- [Directions for this task]
Retype exactly the stretch of lines that begins at the line containing "277L217 274L209 277L207" and ends at the last line of the data, with no other lines.

(Stored records)
══════
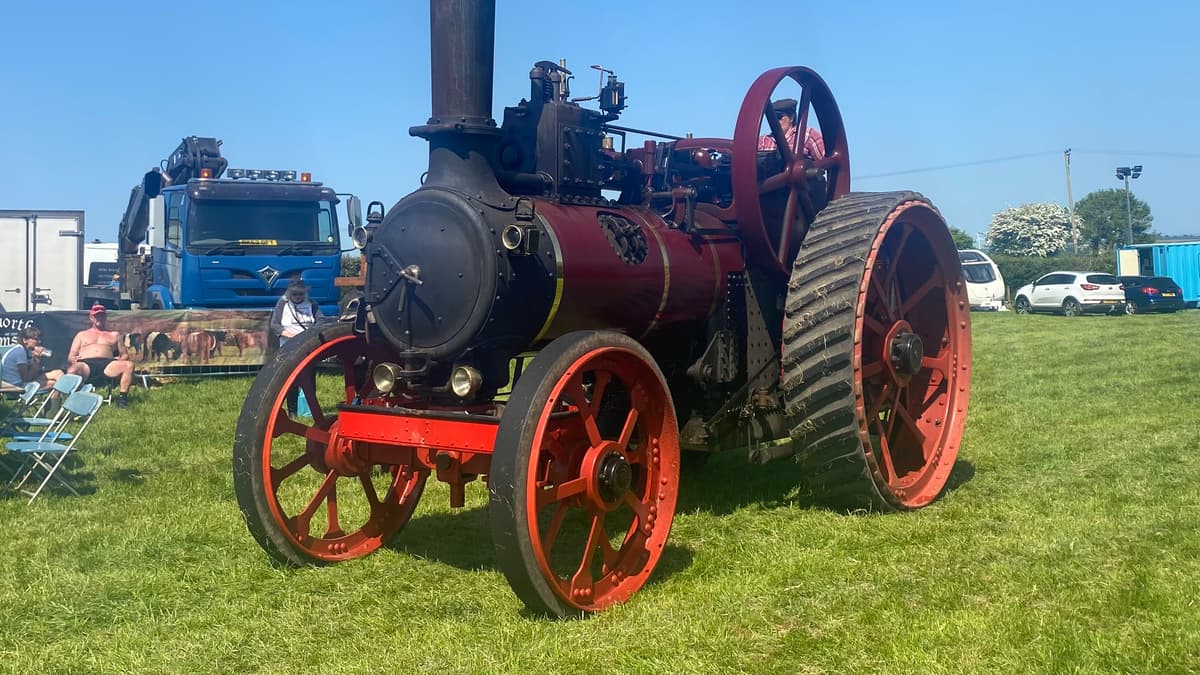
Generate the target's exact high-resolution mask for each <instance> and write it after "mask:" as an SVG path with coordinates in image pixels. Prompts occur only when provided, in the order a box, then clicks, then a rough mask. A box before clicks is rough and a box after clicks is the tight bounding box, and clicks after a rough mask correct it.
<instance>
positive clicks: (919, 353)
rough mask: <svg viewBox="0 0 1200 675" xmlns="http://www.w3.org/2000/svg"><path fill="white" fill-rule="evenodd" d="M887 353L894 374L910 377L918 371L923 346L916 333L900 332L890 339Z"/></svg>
mask: <svg viewBox="0 0 1200 675" xmlns="http://www.w3.org/2000/svg"><path fill="white" fill-rule="evenodd" d="M888 353H889V357H890V359H892V366H893V368H895V370H896V372H899V374H901V375H908V376H911V375H916V374H917V372H919V371H920V358H922V356H924V353H925V346H924V345H923V344H922V341H920V336H919V335H917V334H916V333H908V331H901V333H898V334H896V335H895V336H894V337H892V344H890V346H889V347H888Z"/></svg>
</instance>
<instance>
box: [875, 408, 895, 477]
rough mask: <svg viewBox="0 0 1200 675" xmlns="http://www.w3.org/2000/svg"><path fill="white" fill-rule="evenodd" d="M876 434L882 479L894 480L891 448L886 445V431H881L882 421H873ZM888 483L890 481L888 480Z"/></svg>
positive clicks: (886, 439)
mask: <svg viewBox="0 0 1200 675" xmlns="http://www.w3.org/2000/svg"><path fill="white" fill-rule="evenodd" d="M875 428H876V434H877V437H878V440H880V462H881V464H882V465H883V466H882V468H883V472H884V477H887V476H890V477H892V478H895V474H896V470H895V467H894V466H892V447H890V444H889V443H888V435H887V431H886V430H884V429H883V420H882V419H878V418H876V419H875ZM888 482H889V483H890V479H889V480H888Z"/></svg>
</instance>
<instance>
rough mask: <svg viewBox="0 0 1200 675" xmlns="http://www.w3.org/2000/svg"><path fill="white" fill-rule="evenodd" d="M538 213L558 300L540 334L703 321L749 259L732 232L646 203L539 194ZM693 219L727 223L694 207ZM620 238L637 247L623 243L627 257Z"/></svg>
mask: <svg viewBox="0 0 1200 675" xmlns="http://www.w3.org/2000/svg"><path fill="white" fill-rule="evenodd" d="M536 213H538V214H539V215H540V216H541V219H542V222H544V225H545V227H546V231H547V233H548V234H550V238H551V241H552V244H553V246H554V257H556V259H557V261H558V264H559V268H560V269H559V270H558V275H557V276H558V280H559V281H558V285H557V287H556V293H554V301H553V304H552V306H551V310H550V313H548V316H547V318H546V322H545V323H544V324H542V328H541V330H540V331H539V334H538V336H536V339H535V341H536V342H541V341H544V340H550V339H553V337H557V336H559V335H563V334H565V333H569V331H571V330H583V329H607V330H612V329H618V330H620V331H623V333H625V334H628V335H630V336H632V337H637V339H641V337H646V336H648V335H650V334H653V333H655V331H656V330H661V329H666V328H677V327H679V325H680V324H688V323H697V324H698V323H700V322H703V321H706V319H707V318H708V317H709V316H712V315H713V312H714V311H716V306H718V305H719V304H720V301H721V300H722V299H724V298H725V292H726V285H727V280H728V273H731V271H740V270H743V269H744V267H745V263H744V261H743V257H742V245H740V243H739V241H738V240H737V239H736V238H734V237H733V233H732V232H730V234H728V235H721V234H718V235H713V234H698V233H696V232H692V233H689V232H684V231H682V229H678V228H676V227H671V225H670V223H668V222H666V221H664V220H662V219H661V217H659V216H658V215H656V214H654V213H653V211H650V210H648V209H642V208H629V207H620V208H605V207H580V205H562V204H557V203H553V202H544V201H540V199H539V201H536ZM696 226H697V229H698V231H702V232H722V231H725V229H726V226H725V225H724V223H721V222H720V221H719V220H716V219H714V217H712V216H708V215H706V214H703V213H697V214H696ZM614 231H617V232H614ZM620 239H624V240H625V243H626V244H629V246H628V249H631V250H634V251H635V253H632V255H630V253H629V252H628V249H626V252H625V255H624V257H623V255H622V253H623V250H622V247H620V243H619V241H614V240H620ZM643 243H644V244H643ZM642 253H644V257H641V255H642ZM638 258H640V259H638Z"/></svg>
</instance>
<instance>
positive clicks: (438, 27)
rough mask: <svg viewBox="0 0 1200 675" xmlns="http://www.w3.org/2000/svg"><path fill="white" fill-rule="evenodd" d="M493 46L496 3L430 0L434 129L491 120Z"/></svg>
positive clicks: (495, 10)
mask: <svg viewBox="0 0 1200 675" xmlns="http://www.w3.org/2000/svg"><path fill="white" fill-rule="evenodd" d="M494 43H496V0H430V49H431V60H430V66H431V67H430V70H431V72H432V76H433V80H432V90H433V118H434V119H432V120H430V123H431V124H437V123H438V121H442V123H448V121H450V119H448V118H458V119H460V120H461V118H468V119H467V121H468V124H469V123H481V121H484V120H491V117H492V68H493V59H494V55H493V48H494ZM492 124H493V125H494V123H492Z"/></svg>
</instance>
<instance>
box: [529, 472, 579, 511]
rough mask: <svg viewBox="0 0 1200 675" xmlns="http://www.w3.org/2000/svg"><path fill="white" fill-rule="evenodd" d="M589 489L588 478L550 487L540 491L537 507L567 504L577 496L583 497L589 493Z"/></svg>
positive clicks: (548, 487) (539, 491) (552, 485)
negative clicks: (550, 504)
mask: <svg viewBox="0 0 1200 675" xmlns="http://www.w3.org/2000/svg"><path fill="white" fill-rule="evenodd" d="M587 489H588V482H587V479H586V478H576V479H574V480H566V482H565V483H560V484H558V485H550V486H547V488H545V489H541V490H538V503H536V507H538V508H539V509H540V508H542V507H545V506H546V504H550V503H553V502H565V501H566V500H569V498H571V497H574V496H576V495H582V494H583V492H584V491H587Z"/></svg>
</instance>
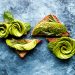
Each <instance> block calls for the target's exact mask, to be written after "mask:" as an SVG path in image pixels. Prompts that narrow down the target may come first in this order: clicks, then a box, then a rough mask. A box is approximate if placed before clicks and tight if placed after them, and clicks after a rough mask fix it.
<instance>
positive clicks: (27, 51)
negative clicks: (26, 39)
mask: <svg viewBox="0 0 75 75" xmlns="http://www.w3.org/2000/svg"><path fill="white" fill-rule="evenodd" d="M26 41H27V42H31V41H32V40H29V39H27V40H26ZM36 41H37V43H40V42H41V40H38V39H36ZM28 52H29V51H18V50H16V53H17V54H18V55H19V57H20V58H24V57H25V56H26V55H27V53H28Z"/></svg>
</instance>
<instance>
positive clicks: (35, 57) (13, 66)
mask: <svg viewBox="0 0 75 75" xmlns="http://www.w3.org/2000/svg"><path fill="white" fill-rule="evenodd" d="M5 10H10V11H12V13H13V14H14V16H15V18H16V19H19V20H22V21H24V22H30V23H31V26H32V29H33V27H34V26H35V25H36V24H37V23H38V22H39V21H40V20H41V19H42V18H43V17H44V16H46V15H48V14H50V13H52V14H55V15H57V16H58V18H59V19H60V20H61V22H62V23H65V24H66V26H67V27H68V30H69V31H70V33H71V37H72V38H75V0H0V21H3V18H2V14H3V12H4V11H5ZM23 38H32V37H31V32H30V33H29V34H28V35H27V36H26V37H25V36H23ZM37 38H39V39H42V40H43V42H42V43H41V44H40V45H38V46H37V47H36V48H35V49H34V50H33V51H31V52H30V53H29V54H28V55H27V56H26V57H25V58H24V59H23V60H22V59H20V58H19V57H18V55H17V54H16V53H15V52H13V50H12V49H10V48H9V47H8V46H7V45H6V44H5V41H3V40H2V39H0V75H75V56H73V57H72V58H71V59H69V60H65V61H61V60H59V59H57V58H56V57H55V56H54V55H53V54H52V53H51V52H49V50H48V49H47V41H46V40H45V38H41V37H37Z"/></svg>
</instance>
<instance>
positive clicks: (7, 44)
mask: <svg viewBox="0 0 75 75" xmlns="http://www.w3.org/2000/svg"><path fill="white" fill-rule="evenodd" d="M6 44H7V45H8V46H10V47H11V48H14V49H16V50H19V51H29V50H32V49H33V48H34V47H35V46H36V45H37V44H38V42H37V39H33V40H31V41H30V42H27V40H24V39H22V40H16V39H7V40H6Z"/></svg>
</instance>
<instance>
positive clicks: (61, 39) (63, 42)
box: [48, 37, 75, 59]
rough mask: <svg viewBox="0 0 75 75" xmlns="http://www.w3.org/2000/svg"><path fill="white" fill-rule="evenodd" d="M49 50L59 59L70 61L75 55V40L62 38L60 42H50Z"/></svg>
mask: <svg viewBox="0 0 75 75" xmlns="http://www.w3.org/2000/svg"><path fill="white" fill-rule="evenodd" d="M48 48H49V50H50V51H52V52H53V54H54V55H55V56H56V57H58V58H59V59H68V58H71V57H72V56H73V55H74V54H75V40H74V39H72V38H70V37H61V38H59V39H58V41H54V42H49V44H48Z"/></svg>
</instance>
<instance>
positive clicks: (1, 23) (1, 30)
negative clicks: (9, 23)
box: [0, 23, 10, 38]
mask: <svg viewBox="0 0 75 75" xmlns="http://www.w3.org/2000/svg"><path fill="white" fill-rule="evenodd" d="M9 27H10V25H9V24H7V23H0V38H6V37H7V36H8V35H9Z"/></svg>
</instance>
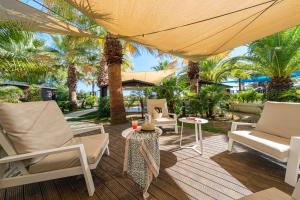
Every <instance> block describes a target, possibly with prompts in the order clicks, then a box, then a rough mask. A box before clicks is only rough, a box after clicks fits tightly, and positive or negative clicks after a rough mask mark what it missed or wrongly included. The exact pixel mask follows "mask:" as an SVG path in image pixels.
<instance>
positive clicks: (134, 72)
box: [122, 69, 177, 84]
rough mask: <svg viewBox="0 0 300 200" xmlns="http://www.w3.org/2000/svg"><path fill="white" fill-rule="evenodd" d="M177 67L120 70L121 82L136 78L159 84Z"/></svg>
mask: <svg viewBox="0 0 300 200" xmlns="http://www.w3.org/2000/svg"><path fill="white" fill-rule="evenodd" d="M176 70H177V69H167V70H160V71H150V72H122V82H124V81H130V80H137V81H141V82H144V83H150V84H159V83H160V82H161V81H162V80H163V79H164V78H166V77H168V76H170V75H172V74H174V73H175V71H176Z"/></svg>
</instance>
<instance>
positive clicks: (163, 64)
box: [152, 60, 177, 71]
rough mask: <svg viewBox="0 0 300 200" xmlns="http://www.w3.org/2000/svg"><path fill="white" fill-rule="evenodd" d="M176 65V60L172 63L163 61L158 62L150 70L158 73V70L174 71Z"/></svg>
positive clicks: (172, 62)
mask: <svg viewBox="0 0 300 200" xmlns="http://www.w3.org/2000/svg"><path fill="white" fill-rule="evenodd" d="M176 63H177V60H173V61H168V60H165V61H162V62H159V63H158V65H156V66H154V67H152V69H153V70H154V71H160V70H166V69H174V68H175V65H176Z"/></svg>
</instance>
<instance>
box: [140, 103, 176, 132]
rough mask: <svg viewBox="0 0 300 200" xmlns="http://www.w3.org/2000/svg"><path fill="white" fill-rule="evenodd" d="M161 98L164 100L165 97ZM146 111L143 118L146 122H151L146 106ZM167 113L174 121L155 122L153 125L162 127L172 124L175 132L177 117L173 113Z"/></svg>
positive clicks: (149, 115) (166, 126) (149, 113)
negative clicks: (172, 121)
mask: <svg viewBox="0 0 300 200" xmlns="http://www.w3.org/2000/svg"><path fill="white" fill-rule="evenodd" d="M161 100H165V99H161ZM147 112H148V113H146V114H145V119H146V121H148V122H152V116H151V114H150V113H149V110H148V108H147ZM168 115H169V116H170V117H172V118H173V119H174V121H175V122H170V123H155V124H154V125H155V126H157V127H162V128H165V127H170V126H174V130H175V133H178V123H177V119H178V117H177V115H176V114H175V113H168Z"/></svg>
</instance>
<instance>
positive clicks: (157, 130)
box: [122, 126, 162, 138]
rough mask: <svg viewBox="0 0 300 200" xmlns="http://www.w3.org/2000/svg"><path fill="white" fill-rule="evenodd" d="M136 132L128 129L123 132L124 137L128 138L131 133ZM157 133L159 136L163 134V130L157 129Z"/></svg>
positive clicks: (155, 127)
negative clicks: (127, 136)
mask: <svg viewBox="0 0 300 200" xmlns="http://www.w3.org/2000/svg"><path fill="white" fill-rule="evenodd" d="M137 129H141V126H138V128H137ZM134 131H135V130H134V129H133V128H127V129H125V130H123V131H122V137H124V138H126V137H127V136H128V135H129V134H130V133H132V132H134ZM155 132H157V133H158V135H161V134H162V130H161V129H160V128H158V127H155Z"/></svg>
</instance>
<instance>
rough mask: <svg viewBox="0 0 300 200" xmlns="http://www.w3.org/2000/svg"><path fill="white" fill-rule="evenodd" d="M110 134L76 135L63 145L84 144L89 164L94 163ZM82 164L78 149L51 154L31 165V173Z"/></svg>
mask: <svg viewBox="0 0 300 200" xmlns="http://www.w3.org/2000/svg"><path fill="white" fill-rule="evenodd" d="M108 137H109V136H108V134H107V133H103V134H96V135H90V136H84V137H74V138H73V139H71V140H70V141H68V142H67V143H66V144H64V145H63V146H71V145H76V144H83V146H84V149H85V152H86V155H87V158H88V162H89V164H94V163H95V162H96V161H97V160H98V159H99V156H100V155H101V154H102V153H103V151H104V150H105V147H106V145H107V144H108V141H109V139H108ZM76 166H80V159H79V154H78V152H76V151H69V152H62V153H56V154H50V155H48V156H46V157H44V158H43V159H42V160H41V161H39V162H37V163H35V164H33V165H31V166H29V173H40V172H47V171H52V170H57V169H65V168H70V167H76Z"/></svg>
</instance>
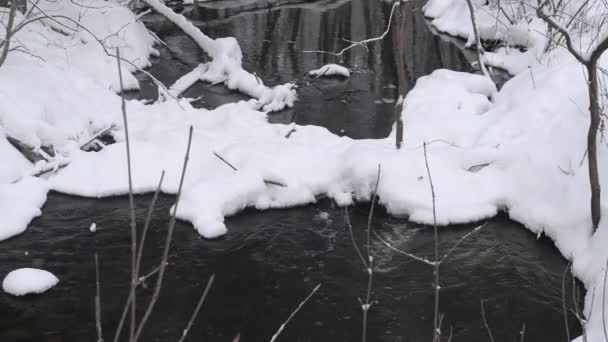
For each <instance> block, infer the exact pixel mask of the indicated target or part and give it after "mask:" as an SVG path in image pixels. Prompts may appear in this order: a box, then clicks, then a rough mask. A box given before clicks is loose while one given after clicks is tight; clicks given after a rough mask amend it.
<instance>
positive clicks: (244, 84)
mask: <svg viewBox="0 0 608 342" xmlns="http://www.w3.org/2000/svg"><path fill="white" fill-rule="evenodd" d="M144 1H145V2H146V3H147V4H148V5H149V6H150V7H152V8H153V9H154V10H155V11H157V12H158V13H160V14H161V15H163V16H164V17H165V18H167V19H168V20H170V21H171V22H173V23H174V24H175V25H177V26H178V27H179V28H180V29H182V30H183V31H184V33H186V34H187V35H188V36H189V37H190V38H192V40H194V42H195V43H196V44H198V46H199V47H200V48H201V49H202V50H203V51H204V52H205V53H206V54H207V55H209V57H211V58H212V61H211V62H209V63H206V64H202V65H199V66H197V67H196V68H195V69H194V70H193V71H192V72H191V73H189V74H186V75H185V76H184V77H182V78H180V79H179V80H178V81H177V82H176V83H175V84H174V85H173V86H172V87H171V89H172V94H173V95H179V94H180V93H181V92H183V91H185V90H186V89H188V88H189V87H190V86H192V84H194V83H195V82H196V80H197V78H198V80H201V81H205V82H210V83H220V82H223V83H224V84H225V85H226V87H228V88H229V89H233V90H238V91H240V92H242V93H244V94H247V95H249V96H251V97H253V98H255V99H257V100H258V101H257V103H256V105H257V107H259V108H261V109H262V110H264V111H278V110H281V109H283V108H285V107H292V106H293V103H294V101H295V100H296V92H295V89H294V85H293V84H291V83H287V84H283V85H278V86H275V87H268V86H266V85H264V83H263V82H262V80H260V79H259V78H258V77H257V76H256V75H254V74H251V73H249V72H247V71H245V70H244V69H243V66H242V57H243V54H242V52H241V48H240V47H239V44H238V42H237V41H236V39H234V37H225V38H217V39H212V38H210V37H209V36H207V35H205V34H204V33H203V32H202V31H201V30H199V29H198V28H197V27H196V26H194V25H193V24H192V23H191V22H190V21H189V20H188V19H186V17H184V16H183V15H181V14H177V13H175V12H174V11H173V10H172V9H170V8H169V7H167V6H166V5H164V4H163V3H161V2H160V1H158V0H144Z"/></svg>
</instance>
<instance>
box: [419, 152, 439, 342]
mask: <svg viewBox="0 0 608 342" xmlns="http://www.w3.org/2000/svg"><path fill="white" fill-rule="evenodd" d="M422 146H423V147H424V150H423V151H424V165H425V166H426V173H427V175H428V177H429V186H430V189H431V198H432V201H433V231H434V238H435V239H434V240H435V263H434V267H435V271H434V272H433V274H434V276H435V283H434V284H433V287H434V289H435V307H434V320H433V322H434V324H433V342H439V341H440V340H441V324H440V322H439V289H440V286H439V236H438V233H437V214H436V205H435V187H434V186H433V178H432V177H431V169H430V167H429V159H428V156H427V153H426V142H424V143H423V145H422Z"/></svg>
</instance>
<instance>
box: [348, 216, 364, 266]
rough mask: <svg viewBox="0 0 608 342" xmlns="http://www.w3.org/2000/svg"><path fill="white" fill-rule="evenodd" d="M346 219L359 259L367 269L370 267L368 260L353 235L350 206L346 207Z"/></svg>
mask: <svg viewBox="0 0 608 342" xmlns="http://www.w3.org/2000/svg"><path fill="white" fill-rule="evenodd" d="M344 221H345V222H346V227H347V228H348V233H349V235H350V240H351V242H352V243H353V246H354V247H355V251H356V252H357V256H359V259H361V263H363V267H364V268H365V269H367V268H368V266H367V262H366V261H365V258H364V257H363V254H362V253H361V250H360V249H359V246H358V245H357V242H356V241H355V236H354V235H353V226H352V224H351V223H350V215H349V214H348V207H344Z"/></svg>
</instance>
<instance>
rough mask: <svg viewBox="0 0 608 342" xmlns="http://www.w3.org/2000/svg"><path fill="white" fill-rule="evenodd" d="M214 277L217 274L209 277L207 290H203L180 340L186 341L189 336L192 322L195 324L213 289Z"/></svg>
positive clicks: (212, 275) (181, 341)
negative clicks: (201, 294)
mask: <svg viewBox="0 0 608 342" xmlns="http://www.w3.org/2000/svg"><path fill="white" fill-rule="evenodd" d="M214 279H215V274H212V275H211V277H210V278H209V281H207V286H206V287H205V291H203V294H202V295H201V299H199V300H198V304H196V309H194V312H193V313H192V316H191V317H190V321H188V325H186V328H185V329H184V331H183V332H182V337H181V338H180V339H179V342H184V341H185V340H186V337H187V336H188V333H189V332H190V328H192V324H194V319H195V318H196V316H198V313H199V311H200V310H201V307H202V306H203V303H204V302H205V298H207V293H209V289H211V285H212V284H213V280H214Z"/></svg>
══════
- [Answer space]
rough mask: <svg viewBox="0 0 608 342" xmlns="http://www.w3.org/2000/svg"><path fill="white" fill-rule="evenodd" d="M214 277L217 274L209 277L207 290H203L180 340L186 341L189 336L192 322L195 324L213 289Z"/></svg>
positive clicks: (212, 275) (181, 341)
negative clicks: (201, 294)
mask: <svg viewBox="0 0 608 342" xmlns="http://www.w3.org/2000/svg"><path fill="white" fill-rule="evenodd" d="M214 279H215V274H212V275H211V277H210V278H209V281H207V286H206V287H205V291H203V294H202V295H201V299H199V300H198V304H196V309H194V312H193V313H192V316H191V317H190V321H188V325H186V328H185V329H184V331H183V332H182V337H181V338H180V339H179V342H184V341H185V340H186V337H187V336H188V333H189V332H190V328H192V324H194V319H195V318H196V316H198V313H199V311H200V310H201V307H202V306H203V303H204V302H205V298H207V293H209V289H211V285H212V284H213V280H214Z"/></svg>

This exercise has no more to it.